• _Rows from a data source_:

--------------------------------

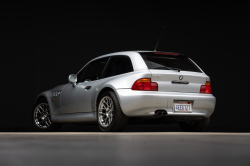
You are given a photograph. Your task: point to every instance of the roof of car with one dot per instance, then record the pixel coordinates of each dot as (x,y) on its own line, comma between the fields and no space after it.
(137,51)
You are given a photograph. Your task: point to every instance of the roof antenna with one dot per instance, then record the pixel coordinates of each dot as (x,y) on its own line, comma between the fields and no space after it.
(159,38)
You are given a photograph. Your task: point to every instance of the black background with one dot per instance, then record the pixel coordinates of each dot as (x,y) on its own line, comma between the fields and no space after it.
(41,44)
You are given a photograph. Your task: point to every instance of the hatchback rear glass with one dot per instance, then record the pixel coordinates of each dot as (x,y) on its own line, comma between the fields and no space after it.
(168,62)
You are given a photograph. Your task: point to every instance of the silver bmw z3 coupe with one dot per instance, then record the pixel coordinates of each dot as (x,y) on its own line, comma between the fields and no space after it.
(115,89)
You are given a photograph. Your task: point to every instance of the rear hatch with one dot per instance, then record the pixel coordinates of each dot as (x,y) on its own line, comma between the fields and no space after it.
(174,72)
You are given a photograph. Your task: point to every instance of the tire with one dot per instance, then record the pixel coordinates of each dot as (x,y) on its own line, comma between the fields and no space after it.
(110,119)
(195,126)
(41,117)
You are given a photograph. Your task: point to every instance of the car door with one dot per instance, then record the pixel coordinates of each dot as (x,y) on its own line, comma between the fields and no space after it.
(76,99)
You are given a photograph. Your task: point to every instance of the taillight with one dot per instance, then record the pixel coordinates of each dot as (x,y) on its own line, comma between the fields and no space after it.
(206,88)
(145,84)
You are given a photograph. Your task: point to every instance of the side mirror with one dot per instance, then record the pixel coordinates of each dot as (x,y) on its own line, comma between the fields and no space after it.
(73,79)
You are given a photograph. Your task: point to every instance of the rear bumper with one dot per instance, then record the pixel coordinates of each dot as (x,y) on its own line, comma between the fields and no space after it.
(145,103)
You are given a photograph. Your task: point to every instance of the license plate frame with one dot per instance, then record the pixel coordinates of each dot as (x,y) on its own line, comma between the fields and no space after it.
(183,106)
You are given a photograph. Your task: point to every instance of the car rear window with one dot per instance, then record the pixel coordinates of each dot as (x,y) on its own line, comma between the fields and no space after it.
(166,62)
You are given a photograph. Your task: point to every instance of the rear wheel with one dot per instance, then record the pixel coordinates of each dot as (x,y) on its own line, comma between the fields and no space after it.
(195,126)
(109,114)
(41,117)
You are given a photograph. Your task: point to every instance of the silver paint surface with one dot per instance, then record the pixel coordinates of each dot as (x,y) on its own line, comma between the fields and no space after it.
(77,100)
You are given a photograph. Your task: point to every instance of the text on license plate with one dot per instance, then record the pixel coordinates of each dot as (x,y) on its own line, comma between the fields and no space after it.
(183,106)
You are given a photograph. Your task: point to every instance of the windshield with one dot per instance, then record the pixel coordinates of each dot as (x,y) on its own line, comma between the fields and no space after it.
(168,62)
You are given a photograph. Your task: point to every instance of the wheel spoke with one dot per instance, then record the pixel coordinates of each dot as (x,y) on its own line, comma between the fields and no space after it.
(42,116)
(105,111)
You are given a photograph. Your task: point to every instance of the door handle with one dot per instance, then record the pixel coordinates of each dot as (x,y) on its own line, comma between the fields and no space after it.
(179,82)
(87,87)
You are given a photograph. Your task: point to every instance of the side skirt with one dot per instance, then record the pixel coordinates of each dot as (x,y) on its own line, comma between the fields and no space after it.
(75,117)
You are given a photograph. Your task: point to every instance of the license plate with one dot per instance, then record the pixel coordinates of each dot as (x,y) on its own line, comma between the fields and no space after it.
(182,106)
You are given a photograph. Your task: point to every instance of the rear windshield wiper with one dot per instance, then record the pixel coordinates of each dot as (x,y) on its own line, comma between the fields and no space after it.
(171,68)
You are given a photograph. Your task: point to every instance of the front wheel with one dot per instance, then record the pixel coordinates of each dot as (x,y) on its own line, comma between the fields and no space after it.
(195,126)
(109,114)
(41,117)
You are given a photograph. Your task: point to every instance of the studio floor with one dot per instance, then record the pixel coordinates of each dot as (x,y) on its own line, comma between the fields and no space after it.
(124,148)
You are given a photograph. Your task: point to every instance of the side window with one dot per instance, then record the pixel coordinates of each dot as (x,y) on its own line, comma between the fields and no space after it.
(93,70)
(118,65)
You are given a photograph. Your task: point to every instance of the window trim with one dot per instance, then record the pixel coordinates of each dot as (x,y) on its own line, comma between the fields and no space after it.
(109,61)
(87,65)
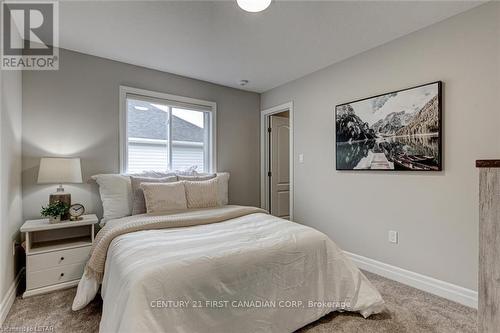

--------------------------------

• _Task to carry out_: Report every line in the rows above that contains the word "black", copying each one in full.

• _Right answer_:
You are given a photograph. Your task: point to every instance of the black background with one dot per instance, then record the pixel coordinates of each dot as (x,y) on its own line, comma between the fields and no space after it.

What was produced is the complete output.